Provided records:
====

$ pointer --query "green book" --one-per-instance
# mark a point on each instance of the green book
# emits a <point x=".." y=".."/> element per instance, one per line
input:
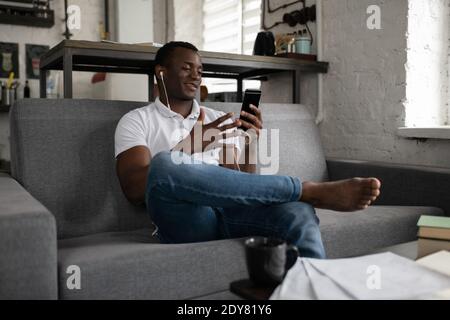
<point x="434" y="222"/>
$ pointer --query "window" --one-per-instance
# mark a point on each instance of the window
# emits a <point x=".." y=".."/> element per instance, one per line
<point x="230" y="26"/>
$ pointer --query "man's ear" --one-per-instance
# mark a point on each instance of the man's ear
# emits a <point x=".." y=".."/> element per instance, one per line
<point x="158" y="70"/>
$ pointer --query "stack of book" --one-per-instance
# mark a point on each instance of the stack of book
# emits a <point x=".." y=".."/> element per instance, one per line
<point x="434" y="235"/>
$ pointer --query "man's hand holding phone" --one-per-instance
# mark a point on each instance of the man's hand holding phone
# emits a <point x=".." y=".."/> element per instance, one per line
<point x="250" y="116"/>
<point x="252" y="120"/>
<point x="206" y="136"/>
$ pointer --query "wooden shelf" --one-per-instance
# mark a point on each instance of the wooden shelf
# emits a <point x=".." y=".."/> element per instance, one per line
<point x="73" y="55"/>
<point x="26" y="16"/>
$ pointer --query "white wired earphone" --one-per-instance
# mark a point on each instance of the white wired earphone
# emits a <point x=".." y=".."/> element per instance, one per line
<point x="161" y="74"/>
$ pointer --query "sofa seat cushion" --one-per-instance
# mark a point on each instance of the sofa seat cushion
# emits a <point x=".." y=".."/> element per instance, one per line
<point x="355" y="233"/>
<point x="133" y="265"/>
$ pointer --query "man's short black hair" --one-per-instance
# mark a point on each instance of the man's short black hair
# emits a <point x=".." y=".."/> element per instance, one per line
<point x="165" y="52"/>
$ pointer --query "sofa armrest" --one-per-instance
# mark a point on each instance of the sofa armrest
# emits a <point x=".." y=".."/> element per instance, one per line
<point x="402" y="185"/>
<point x="28" y="247"/>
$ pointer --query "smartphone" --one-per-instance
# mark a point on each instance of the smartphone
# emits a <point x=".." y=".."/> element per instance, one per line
<point x="250" y="97"/>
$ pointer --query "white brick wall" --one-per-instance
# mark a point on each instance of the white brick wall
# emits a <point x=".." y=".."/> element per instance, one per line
<point x="365" y="88"/>
<point x="427" y="67"/>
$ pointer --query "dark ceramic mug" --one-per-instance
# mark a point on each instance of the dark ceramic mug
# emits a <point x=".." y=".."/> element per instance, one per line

====

Instructions to follow: Only the span from the line with "# mark a point on each instance of the sofa armrest" through the final line of the records goes in the output, each line unchanged.

Task solution:
# mark a point on each instance of the sofa armrest
# emits a <point x=".." y=".."/> element per instance, one per line
<point x="402" y="185"/>
<point x="28" y="247"/>
$ pointer --query "smartphone" --one-per-instance
# mark a point on each instance of the smartphone
# emits a <point x=".." y=".."/> element per instance, one per line
<point x="250" y="97"/>
$ pointer --query "white brick wall" --one-per-instance
# mark a point on each instance of the white brick wall
# emits a <point x=".." y=".."/> element per instance, one per line
<point x="365" y="88"/>
<point x="427" y="67"/>
$ pointer --query "dark ceramic mug" --one-per-instance
# mark a point on each instance of the dark ceramic mug
# emits a <point x=".." y=".."/> element per instance, one per line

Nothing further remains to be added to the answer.